[Set problem 1] Pull out each line of the listing below that contains the string "fence".

[Passage given]
Algorithms and Complexity Seminar
Distance Oracles for Sparse Graphs
Christian Sommer (University of Tokyo)
Thorup and Zwick, in their seminal work, introduced the approximate
distance oracle, which is a data structure
that answers distance queries in a graph. For any integer k, they
showed an efficient algorithm to construct an approximate distance
oracle using space O(kn^{1+1/k}) that can answer queries in time O(k)
with a distance estimate that is at most 2k - 1 times larger than the
actual shortest distance (this ratio is called the stretch).
They proved that, under a combinatorial conjecture, their data
structure is optimal in terms of space: if a stretch of at most 2k-1
is desired, then the space complexity is at least n^{1+1/k}. Their
proof holds even if infinite query time is allowed: it is essentially
an "incompressibility" result. Also, the proof only holds for dense
graphs, and the best bound it can prove only implies that the size of
the data structure is lower bounded by the number of edges of the
graph. Naturally, the following question arises: what happens for
sparse graphs?

[Exercise materials]
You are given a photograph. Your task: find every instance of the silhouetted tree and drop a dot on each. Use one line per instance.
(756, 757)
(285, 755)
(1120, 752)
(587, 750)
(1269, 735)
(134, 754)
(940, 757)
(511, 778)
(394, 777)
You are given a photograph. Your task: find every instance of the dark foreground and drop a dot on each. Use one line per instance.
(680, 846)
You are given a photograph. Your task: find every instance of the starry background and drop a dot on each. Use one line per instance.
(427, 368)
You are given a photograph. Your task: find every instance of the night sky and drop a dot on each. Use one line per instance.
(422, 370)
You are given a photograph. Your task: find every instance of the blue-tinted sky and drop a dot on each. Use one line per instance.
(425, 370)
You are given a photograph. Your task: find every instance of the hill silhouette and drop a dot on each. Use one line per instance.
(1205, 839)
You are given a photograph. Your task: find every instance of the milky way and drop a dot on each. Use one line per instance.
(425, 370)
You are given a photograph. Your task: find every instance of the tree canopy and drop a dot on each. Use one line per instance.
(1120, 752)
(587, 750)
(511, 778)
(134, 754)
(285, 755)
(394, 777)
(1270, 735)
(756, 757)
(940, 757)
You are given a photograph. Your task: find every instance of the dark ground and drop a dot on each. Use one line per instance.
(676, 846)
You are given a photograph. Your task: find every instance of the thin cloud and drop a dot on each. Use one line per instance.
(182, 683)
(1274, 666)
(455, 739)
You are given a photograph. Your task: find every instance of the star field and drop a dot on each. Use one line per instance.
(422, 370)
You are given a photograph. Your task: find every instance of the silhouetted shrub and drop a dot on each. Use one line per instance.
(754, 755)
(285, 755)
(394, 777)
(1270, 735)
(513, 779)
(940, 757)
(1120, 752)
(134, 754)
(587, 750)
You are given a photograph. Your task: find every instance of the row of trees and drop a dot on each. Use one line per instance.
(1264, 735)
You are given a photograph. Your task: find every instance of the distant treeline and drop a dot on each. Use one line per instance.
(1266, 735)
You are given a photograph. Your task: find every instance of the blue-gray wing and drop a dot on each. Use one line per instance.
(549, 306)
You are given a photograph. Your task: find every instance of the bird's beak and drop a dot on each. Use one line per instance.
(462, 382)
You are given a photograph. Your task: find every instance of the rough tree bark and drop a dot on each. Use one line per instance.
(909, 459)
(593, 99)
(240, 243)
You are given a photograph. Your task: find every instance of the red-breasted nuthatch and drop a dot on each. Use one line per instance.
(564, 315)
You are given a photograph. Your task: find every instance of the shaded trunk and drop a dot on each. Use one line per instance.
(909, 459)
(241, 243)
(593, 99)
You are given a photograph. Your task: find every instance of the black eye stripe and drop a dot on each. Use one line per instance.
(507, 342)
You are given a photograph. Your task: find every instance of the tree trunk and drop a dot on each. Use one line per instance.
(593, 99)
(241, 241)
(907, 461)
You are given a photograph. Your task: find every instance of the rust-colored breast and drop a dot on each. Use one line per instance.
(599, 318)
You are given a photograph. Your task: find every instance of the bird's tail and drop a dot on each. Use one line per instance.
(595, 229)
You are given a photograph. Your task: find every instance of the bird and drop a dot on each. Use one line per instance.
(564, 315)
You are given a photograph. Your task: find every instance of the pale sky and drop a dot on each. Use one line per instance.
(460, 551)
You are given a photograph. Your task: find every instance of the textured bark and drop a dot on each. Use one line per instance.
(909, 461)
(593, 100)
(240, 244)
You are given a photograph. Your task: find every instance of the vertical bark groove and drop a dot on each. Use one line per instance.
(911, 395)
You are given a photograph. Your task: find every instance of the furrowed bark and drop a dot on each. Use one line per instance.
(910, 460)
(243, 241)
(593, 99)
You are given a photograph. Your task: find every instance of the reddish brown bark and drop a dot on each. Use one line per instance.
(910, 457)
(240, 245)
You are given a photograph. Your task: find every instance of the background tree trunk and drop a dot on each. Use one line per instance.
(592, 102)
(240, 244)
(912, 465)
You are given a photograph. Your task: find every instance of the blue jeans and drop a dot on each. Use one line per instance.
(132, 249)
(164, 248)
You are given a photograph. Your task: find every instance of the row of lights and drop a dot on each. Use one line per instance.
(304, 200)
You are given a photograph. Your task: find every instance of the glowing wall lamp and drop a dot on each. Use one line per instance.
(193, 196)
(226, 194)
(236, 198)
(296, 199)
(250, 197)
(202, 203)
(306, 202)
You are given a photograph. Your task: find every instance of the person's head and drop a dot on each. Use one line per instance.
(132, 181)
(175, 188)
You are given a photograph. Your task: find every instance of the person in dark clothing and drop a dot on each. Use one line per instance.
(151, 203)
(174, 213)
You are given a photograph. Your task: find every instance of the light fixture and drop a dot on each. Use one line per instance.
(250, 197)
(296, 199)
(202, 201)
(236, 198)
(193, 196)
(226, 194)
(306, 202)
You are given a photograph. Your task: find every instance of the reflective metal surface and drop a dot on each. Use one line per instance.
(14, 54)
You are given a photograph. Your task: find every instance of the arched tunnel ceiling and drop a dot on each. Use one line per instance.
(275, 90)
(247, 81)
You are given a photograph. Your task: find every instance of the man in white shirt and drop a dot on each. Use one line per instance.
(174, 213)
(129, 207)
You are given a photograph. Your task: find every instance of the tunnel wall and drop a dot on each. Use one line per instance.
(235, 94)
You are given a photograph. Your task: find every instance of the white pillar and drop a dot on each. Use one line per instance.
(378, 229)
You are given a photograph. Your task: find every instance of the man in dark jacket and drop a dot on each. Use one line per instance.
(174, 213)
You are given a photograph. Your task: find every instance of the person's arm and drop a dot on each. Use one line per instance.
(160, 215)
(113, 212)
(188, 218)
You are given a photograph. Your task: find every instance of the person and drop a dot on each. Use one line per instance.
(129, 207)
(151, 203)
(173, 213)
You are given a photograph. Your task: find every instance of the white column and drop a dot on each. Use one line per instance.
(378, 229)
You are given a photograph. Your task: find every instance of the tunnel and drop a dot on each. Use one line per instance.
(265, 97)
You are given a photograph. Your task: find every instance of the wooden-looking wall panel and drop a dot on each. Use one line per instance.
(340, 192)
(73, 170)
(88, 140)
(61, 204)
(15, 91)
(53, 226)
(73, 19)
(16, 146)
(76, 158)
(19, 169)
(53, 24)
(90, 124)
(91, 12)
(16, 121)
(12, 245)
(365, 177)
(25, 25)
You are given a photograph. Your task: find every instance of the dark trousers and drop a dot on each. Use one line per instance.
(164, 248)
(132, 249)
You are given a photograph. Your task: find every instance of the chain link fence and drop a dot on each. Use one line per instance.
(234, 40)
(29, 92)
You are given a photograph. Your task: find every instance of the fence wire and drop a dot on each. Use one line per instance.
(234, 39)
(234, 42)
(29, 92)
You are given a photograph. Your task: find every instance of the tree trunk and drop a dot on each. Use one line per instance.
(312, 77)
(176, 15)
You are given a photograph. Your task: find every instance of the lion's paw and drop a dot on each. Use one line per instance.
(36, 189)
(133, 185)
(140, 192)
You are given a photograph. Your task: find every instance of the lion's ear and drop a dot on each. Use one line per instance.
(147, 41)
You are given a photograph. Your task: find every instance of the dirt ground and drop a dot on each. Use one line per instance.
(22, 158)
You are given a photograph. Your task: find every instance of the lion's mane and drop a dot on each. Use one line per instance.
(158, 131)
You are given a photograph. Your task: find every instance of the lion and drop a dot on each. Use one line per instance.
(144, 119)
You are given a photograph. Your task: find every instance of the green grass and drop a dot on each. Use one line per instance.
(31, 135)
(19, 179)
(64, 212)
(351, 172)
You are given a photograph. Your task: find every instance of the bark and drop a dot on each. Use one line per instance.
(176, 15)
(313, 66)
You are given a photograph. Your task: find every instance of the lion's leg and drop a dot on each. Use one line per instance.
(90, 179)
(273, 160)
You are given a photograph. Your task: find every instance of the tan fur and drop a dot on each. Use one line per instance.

[Set problem 2] Translate this sentence from the seminar abstract on distance oracles into Spanish: "Naturally, the following question arises: what happens for sparse graphs?"

[Full answer 1]
You are given a photograph. Your task: find every instance of the chain link fence and drop a dot on each. Use one line per instance.
You are given a photograph. Your task: find every instance of the fence wire and drop a dot on each. Use one line per instance.

[Full answer 2] Naturalmente, surge la siguiente pregunta: ¿qué sucede con los grafos dispersos?